-- Quoted text start --
Self-described polymath Larry Tchogninou is here to design differently
Mentored by Virgil Abloh, Larry Tchogninou is breaking away from design's traditional notions
Larry Tchogninou is breaking away from the old ways of thinking. ‘At architecture school they basically taught us that everything has been done already, that it’s almost too late for new ideas,’ explains the Chicago-based designer. That’s why he started his own studio called Ruptur Vision, which marks a clear break from this mindset.
The Knuckle Shelf
One of his recent pieces the ‘Knuckle Shelf’, which is currently on show at the Theaster Gates’s Stony Island Arts Bank, certainly doesn’t conform. Tchogninou brings a potent imagination to life: built out of necessity for more storage space, the form was inspired by the impression that books often leave on him.
‘There are some titles I’ve read that knock me out.’ Says the self-described polymath. ‘Oriki, by Nifemi Marcus Bello, or I make Shoes by Salehe Bembury.’ This sensation was translated into the shape of a knuckle duster. Constructed using Baltic birch plywood and aluminium sheets, the system features no hardware and uses friction-fit engineering.
-- Quoted text end --
-- Record list start --
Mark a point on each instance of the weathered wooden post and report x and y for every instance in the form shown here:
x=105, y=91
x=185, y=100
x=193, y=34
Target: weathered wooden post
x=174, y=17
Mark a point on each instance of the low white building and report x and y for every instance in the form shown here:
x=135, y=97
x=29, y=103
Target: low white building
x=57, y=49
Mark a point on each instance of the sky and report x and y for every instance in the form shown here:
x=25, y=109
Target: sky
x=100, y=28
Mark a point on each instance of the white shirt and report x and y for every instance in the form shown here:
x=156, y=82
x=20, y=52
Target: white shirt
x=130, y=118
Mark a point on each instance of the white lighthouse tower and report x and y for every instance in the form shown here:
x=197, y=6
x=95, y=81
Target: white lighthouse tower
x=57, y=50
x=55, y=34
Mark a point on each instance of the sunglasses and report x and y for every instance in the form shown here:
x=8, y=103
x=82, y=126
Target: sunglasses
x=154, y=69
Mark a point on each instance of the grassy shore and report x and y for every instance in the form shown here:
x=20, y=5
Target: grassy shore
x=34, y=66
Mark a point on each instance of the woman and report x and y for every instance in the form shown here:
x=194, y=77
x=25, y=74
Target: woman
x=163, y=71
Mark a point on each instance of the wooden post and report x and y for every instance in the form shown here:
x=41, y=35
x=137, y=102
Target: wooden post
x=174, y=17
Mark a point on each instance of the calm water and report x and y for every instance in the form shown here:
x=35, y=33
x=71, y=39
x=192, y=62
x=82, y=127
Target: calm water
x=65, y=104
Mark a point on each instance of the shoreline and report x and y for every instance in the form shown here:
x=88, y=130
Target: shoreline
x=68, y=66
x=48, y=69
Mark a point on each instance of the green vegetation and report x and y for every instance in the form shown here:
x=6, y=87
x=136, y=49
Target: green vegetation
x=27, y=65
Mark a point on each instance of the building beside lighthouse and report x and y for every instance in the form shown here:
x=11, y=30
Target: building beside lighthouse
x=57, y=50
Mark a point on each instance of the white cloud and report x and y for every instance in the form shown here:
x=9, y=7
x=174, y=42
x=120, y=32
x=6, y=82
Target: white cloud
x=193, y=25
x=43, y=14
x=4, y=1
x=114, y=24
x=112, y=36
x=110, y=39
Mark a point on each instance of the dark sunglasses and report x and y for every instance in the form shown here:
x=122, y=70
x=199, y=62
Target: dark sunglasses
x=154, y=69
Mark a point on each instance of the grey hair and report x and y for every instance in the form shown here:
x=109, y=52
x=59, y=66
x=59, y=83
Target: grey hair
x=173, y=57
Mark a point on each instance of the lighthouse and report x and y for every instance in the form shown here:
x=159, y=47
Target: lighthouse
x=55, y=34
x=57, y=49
-- Record list end --
> [Your instructions] Name every person mentioned in the article about Larry Tchogninou. The rows are separate material and have no connection to the article.

> [Answer to the task] Larry Tchogninou, Virgil Abloh, Theaster Gates, Nifemi Marcus Bello, Salehe Bembury